- DATA -
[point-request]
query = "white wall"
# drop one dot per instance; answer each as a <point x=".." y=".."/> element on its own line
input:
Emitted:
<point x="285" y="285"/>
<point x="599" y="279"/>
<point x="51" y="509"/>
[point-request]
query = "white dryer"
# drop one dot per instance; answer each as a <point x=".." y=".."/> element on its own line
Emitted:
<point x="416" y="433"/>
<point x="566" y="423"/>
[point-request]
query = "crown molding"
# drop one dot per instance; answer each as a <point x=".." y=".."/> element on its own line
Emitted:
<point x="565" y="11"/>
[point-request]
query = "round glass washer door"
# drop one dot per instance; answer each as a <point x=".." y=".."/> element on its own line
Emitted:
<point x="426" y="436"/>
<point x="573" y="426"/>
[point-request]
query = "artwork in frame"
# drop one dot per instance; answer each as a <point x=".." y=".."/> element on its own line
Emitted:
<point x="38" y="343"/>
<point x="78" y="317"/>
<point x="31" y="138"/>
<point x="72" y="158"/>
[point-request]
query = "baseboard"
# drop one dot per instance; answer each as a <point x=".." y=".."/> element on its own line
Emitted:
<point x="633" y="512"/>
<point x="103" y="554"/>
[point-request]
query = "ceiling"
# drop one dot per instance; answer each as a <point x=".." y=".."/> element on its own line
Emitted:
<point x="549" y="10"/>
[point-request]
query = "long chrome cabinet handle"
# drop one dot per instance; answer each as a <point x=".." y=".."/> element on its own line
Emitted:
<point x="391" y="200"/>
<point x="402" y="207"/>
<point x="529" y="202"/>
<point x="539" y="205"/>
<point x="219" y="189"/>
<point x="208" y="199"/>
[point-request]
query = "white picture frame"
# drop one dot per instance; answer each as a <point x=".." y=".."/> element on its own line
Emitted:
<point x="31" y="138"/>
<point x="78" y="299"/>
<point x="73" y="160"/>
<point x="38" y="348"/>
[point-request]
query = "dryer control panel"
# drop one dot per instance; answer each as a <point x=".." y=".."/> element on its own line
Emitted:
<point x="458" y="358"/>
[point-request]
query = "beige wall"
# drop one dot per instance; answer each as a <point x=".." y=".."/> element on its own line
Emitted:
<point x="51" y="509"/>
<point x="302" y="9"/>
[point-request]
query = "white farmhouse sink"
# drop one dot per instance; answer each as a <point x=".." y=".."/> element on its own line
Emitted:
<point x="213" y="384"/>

==

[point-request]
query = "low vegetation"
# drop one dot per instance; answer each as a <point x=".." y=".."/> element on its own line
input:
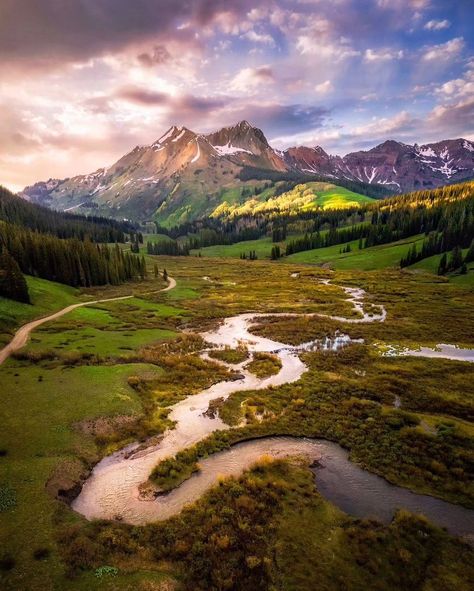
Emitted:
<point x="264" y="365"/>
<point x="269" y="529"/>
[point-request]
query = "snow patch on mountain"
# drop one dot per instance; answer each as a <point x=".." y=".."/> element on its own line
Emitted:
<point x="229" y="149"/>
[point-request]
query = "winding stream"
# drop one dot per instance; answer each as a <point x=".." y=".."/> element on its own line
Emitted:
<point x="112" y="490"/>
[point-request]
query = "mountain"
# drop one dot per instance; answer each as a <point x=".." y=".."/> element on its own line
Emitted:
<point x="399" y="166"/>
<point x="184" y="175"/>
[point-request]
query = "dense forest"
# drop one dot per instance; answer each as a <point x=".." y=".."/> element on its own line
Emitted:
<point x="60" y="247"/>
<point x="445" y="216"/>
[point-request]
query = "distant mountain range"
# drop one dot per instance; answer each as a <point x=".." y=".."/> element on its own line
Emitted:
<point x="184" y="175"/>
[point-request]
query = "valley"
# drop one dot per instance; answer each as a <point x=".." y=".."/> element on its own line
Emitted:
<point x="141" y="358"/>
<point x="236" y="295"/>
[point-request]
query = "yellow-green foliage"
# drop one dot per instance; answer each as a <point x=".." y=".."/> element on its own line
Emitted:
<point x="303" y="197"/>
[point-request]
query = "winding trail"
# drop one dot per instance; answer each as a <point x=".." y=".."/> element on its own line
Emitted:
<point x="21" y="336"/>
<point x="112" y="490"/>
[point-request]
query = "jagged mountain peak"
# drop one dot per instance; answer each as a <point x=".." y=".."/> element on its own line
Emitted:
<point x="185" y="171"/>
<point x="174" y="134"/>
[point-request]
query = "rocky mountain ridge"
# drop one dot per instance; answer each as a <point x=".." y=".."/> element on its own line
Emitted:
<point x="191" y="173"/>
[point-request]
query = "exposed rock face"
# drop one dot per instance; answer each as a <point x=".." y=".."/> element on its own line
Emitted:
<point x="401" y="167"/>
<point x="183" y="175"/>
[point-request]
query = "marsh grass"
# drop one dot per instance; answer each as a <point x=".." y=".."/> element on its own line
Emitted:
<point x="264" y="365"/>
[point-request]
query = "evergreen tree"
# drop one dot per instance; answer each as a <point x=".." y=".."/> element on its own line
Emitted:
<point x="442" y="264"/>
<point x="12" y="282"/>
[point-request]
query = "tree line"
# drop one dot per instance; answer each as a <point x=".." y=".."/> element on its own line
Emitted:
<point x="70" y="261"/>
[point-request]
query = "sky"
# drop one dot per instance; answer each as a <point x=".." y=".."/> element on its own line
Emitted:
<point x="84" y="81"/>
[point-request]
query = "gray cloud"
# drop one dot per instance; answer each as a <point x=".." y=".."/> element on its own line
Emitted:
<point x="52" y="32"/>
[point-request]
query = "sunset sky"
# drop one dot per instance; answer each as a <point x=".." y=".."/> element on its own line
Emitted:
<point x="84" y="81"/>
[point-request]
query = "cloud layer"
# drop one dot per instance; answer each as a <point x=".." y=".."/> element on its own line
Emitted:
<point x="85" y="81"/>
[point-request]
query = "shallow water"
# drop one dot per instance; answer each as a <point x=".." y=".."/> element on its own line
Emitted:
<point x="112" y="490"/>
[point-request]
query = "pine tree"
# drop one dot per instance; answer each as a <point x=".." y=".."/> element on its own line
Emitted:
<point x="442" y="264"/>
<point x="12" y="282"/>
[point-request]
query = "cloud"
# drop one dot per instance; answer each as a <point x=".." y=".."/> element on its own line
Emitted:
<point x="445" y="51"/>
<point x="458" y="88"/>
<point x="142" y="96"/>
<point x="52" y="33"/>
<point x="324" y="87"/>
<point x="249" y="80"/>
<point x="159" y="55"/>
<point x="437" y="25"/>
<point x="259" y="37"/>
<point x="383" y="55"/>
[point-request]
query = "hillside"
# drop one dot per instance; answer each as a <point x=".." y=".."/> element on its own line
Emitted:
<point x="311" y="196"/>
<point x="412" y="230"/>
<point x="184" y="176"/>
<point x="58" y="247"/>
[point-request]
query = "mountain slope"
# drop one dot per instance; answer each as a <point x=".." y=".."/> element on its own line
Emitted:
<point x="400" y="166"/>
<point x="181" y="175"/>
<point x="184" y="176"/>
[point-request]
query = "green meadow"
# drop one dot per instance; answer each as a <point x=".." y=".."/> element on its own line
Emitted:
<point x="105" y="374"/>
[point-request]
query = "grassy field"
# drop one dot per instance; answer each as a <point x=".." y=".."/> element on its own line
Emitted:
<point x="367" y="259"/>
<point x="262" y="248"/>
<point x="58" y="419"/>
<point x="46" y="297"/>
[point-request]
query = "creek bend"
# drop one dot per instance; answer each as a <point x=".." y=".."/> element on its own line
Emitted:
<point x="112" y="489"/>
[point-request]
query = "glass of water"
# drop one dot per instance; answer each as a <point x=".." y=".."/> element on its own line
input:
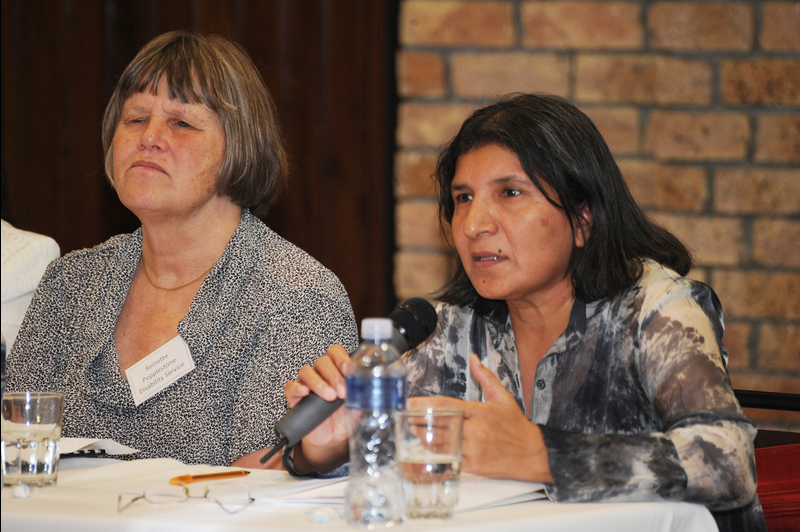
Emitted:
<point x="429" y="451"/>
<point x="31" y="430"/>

- WHAT YOU HAVE TO DO -
Collect every line in the listing that contains the string "glass" and copy each one out.

- FINISHED EXERCISE -
query = "round glass washer door"
query = "glass of water"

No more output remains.